- **EXERCISE INSTRUCTIONS**: Go through the records below and tally the lines that include "cathedral". Answer with the number only.
START DATA SHOWN
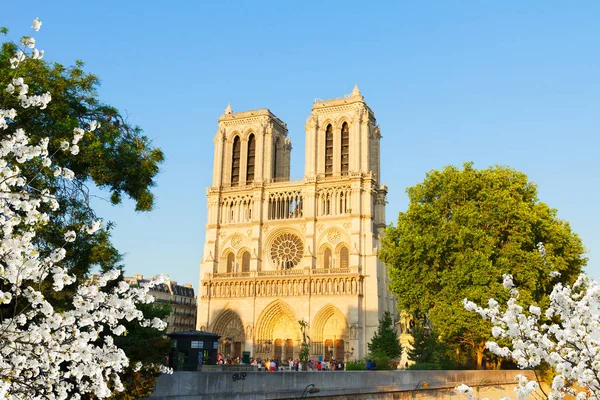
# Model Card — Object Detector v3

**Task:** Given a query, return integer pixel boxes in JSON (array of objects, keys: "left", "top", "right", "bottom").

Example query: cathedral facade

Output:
[{"left": 197, "top": 86, "right": 395, "bottom": 362}]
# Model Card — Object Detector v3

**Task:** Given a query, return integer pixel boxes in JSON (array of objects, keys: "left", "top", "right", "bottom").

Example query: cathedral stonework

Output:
[{"left": 197, "top": 86, "right": 396, "bottom": 362}]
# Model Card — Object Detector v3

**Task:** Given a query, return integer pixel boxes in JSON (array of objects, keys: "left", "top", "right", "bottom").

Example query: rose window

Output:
[{"left": 270, "top": 232, "right": 304, "bottom": 270}]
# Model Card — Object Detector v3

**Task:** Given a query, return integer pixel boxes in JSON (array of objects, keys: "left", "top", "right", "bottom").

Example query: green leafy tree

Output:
[
  {"left": 380, "top": 163, "right": 586, "bottom": 368},
  {"left": 0, "top": 39, "right": 164, "bottom": 287},
  {"left": 368, "top": 311, "right": 402, "bottom": 359}
]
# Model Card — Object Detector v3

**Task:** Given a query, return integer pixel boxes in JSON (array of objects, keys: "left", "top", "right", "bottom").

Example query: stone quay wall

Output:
[{"left": 149, "top": 369, "right": 539, "bottom": 400}]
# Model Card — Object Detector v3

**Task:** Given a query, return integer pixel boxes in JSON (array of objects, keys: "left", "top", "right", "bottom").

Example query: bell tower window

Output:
[
  {"left": 325, "top": 124, "right": 333, "bottom": 177},
  {"left": 341, "top": 122, "right": 349, "bottom": 175},
  {"left": 246, "top": 134, "right": 255, "bottom": 183},
  {"left": 231, "top": 136, "right": 241, "bottom": 186}
]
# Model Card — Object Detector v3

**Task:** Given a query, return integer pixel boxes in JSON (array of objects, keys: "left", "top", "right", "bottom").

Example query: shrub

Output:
[{"left": 345, "top": 360, "right": 366, "bottom": 370}]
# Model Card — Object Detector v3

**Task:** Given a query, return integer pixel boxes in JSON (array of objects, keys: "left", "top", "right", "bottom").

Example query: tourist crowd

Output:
[{"left": 216, "top": 353, "right": 345, "bottom": 371}]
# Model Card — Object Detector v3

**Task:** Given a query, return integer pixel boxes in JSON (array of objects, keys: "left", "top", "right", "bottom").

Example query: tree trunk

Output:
[{"left": 476, "top": 342, "right": 485, "bottom": 369}]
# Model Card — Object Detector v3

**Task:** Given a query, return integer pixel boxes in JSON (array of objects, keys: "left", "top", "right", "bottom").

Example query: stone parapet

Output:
[{"left": 149, "top": 369, "right": 539, "bottom": 400}]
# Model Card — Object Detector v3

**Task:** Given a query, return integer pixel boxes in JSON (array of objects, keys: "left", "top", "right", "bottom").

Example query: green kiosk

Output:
[{"left": 168, "top": 330, "right": 221, "bottom": 371}]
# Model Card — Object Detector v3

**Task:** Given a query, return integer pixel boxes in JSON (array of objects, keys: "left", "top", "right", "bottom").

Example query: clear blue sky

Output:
[{"left": 5, "top": 2, "right": 600, "bottom": 291}]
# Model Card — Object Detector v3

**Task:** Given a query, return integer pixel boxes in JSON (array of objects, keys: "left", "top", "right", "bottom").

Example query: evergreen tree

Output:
[
  {"left": 407, "top": 325, "right": 451, "bottom": 367},
  {"left": 368, "top": 311, "right": 402, "bottom": 359}
]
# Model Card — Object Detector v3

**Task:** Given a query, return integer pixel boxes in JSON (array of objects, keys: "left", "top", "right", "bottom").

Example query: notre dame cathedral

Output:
[{"left": 196, "top": 85, "right": 396, "bottom": 362}]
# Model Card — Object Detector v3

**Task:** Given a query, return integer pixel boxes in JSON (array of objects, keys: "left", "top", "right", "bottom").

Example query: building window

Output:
[
  {"left": 226, "top": 253, "right": 235, "bottom": 273},
  {"left": 339, "top": 246, "right": 349, "bottom": 269},
  {"left": 242, "top": 251, "right": 250, "bottom": 272},
  {"left": 269, "top": 232, "right": 304, "bottom": 270},
  {"left": 191, "top": 341, "right": 204, "bottom": 349},
  {"left": 246, "top": 134, "right": 255, "bottom": 183},
  {"left": 231, "top": 136, "right": 241, "bottom": 186},
  {"left": 325, "top": 124, "right": 333, "bottom": 177},
  {"left": 323, "top": 248, "right": 332, "bottom": 269},
  {"left": 341, "top": 122, "right": 349, "bottom": 174}
]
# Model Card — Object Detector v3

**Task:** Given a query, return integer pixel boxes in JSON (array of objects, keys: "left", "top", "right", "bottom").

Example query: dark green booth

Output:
[{"left": 168, "top": 330, "right": 220, "bottom": 371}]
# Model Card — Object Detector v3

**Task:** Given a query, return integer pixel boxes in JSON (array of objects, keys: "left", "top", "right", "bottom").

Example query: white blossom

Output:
[
  {"left": 0, "top": 19, "right": 169, "bottom": 399},
  {"left": 503, "top": 274, "right": 515, "bottom": 289},
  {"left": 64, "top": 230, "right": 76, "bottom": 242},
  {"left": 460, "top": 269, "right": 600, "bottom": 400},
  {"left": 86, "top": 220, "right": 102, "bottom": 234},
  {"left": 21, "top": 37, "right": 36, "bottom": 49},
  {"left": 88, "top": 120, "right": 100, "bottom": 131},
  {"left": 31, "top": 17, "right": 42, "bottom": 31}
]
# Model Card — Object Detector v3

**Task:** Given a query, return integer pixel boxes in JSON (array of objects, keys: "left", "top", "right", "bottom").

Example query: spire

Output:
[
  {"left": 351, "top": 84, "right": 362, "bottom": 97},
  {"left": 224, "top": 102, "right": 233, "bottom": 114}
]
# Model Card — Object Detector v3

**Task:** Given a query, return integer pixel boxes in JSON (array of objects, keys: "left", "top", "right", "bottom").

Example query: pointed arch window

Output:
[
  {"left": 325, "top": 124, "right": 333, "bottom": 177},
  {"left": 246, "top": 134, "right": 255, "bottom": 183},
  {"left": 226, "top": 253, "right": 235, "bottom": 273},
  {"left": 341, "top": 122, "right": 349, "bottom": 175},
  {"left": 339, "top": 246, "right": 349, "bottom": 269},
  {"left": 231, "top": 136, "right": 241, "bottom": 186},
  {"left": 323, "top": 248, "right": 332, "bottom": 269},
  {"left": 241, "top": 251, "right": 250, "bottom": 273}
]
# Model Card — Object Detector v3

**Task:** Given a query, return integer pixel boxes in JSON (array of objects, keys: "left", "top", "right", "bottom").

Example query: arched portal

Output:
[
  {"left": 311, "top": 304, "right": 349, "bottom": 361},
  {"left": 210, "top": 309, "right": 246, "bottom": 359},
  {"left": 255, "top": 300, "right": 300, "bottom": 361}
]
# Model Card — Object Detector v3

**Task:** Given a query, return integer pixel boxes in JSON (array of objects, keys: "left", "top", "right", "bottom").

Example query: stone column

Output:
[
  {"left": 304, "top": 114, "right": 318, "bottom": 178},
  {"left": 351, "top": 112, "right": 361, "bottom": 173},
  {"left": 212, "top": 129, "right": 225, "bottom": 187}
]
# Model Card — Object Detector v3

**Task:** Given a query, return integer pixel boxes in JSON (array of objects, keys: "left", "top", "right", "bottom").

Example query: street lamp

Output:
[
  {"left": 301, "top": 384, "right": 320, "bottom": 398},
  {"left": 411, "top": 380, "right": 430, "bottom": 398}
]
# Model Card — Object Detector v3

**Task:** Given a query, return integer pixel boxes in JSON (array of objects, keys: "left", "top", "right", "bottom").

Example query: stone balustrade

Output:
[{"left": 201, "top": 267, "right": 363, "bottom": 298}]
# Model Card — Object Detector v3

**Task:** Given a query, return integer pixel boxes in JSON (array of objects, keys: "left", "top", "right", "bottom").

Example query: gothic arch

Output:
[
  {"left": 317, "top": 243, "right": 333, "bottom": 269},
  {"left": 336, "top": 115, "right": 352, "bottom": 127},
  {"left": 210, "top": 308, "right": 246, "bottom": 343},
  {"left": 227, "top": 130, "right": 241, "bottom": 142},
  {"left": 242, "top": 129, "right": 256, "bottom": 140},
  {"left": 318, "top": 227, "right": 350, "bottom": 248},
  {"left": 334, "top": 242, "right": 350, "bottom": 253},
  {"left": 319, "top": 118, "right": 335, "bottom": 131},
  {"left": 311, "top": 303, "right": 348, "bottom": 343},
  {"left": 255, "top": 299, "right": 301, "bottom": 341},
  {"left": 222, "top": 233, "right": 248, "bottom": 250},
  {"left": 336, "top": 244, "right": 350, "bottom": 269},
  {"left": 220, "top": 249, "right": 235, "bottom": 273},
  {"left": 240, "top": 250, "right": 251, "bottom": 273},
  {"left": 236, "top": 246, "right": 251, "bottom": 257}
]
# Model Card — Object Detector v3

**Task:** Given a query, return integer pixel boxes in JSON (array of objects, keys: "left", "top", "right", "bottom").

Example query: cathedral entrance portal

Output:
[
  {"left": 311, "top": 304, "right": 349, "bottom": 361},
  {"left": 255, "top": 300, "right": 300, "bottom": 361},
  {"left": 211, "top": 309, "right": 246, "bottom": 359}
]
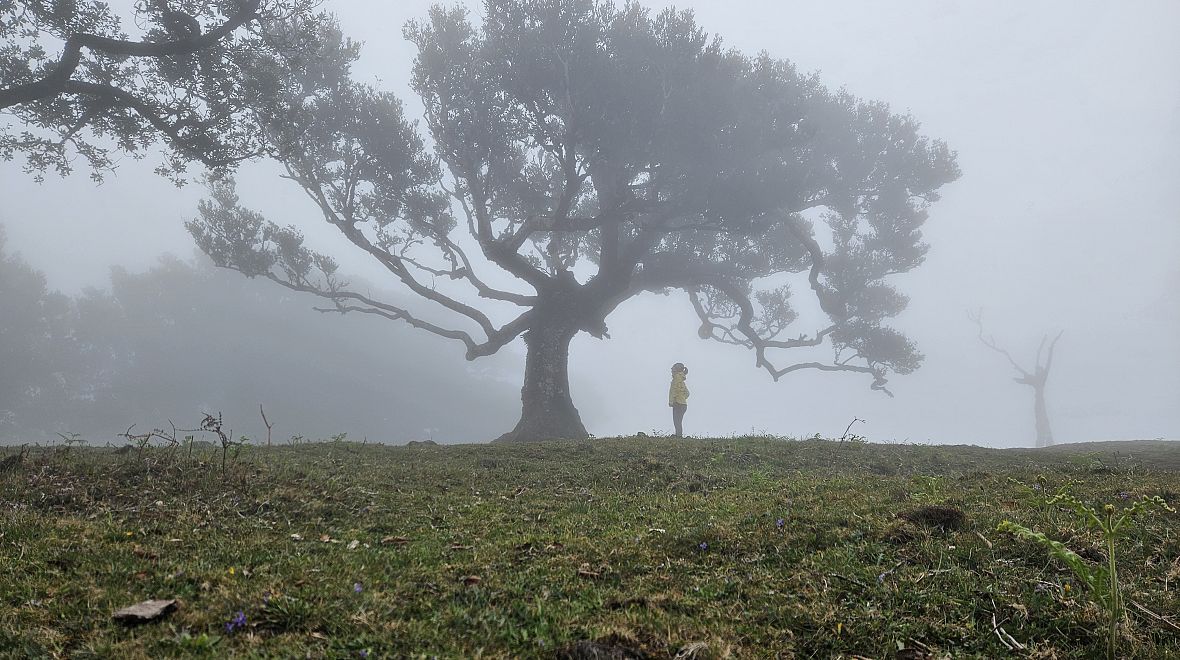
END DATA SHOWN
- **OUTPUT FOR THIS TASK**: 4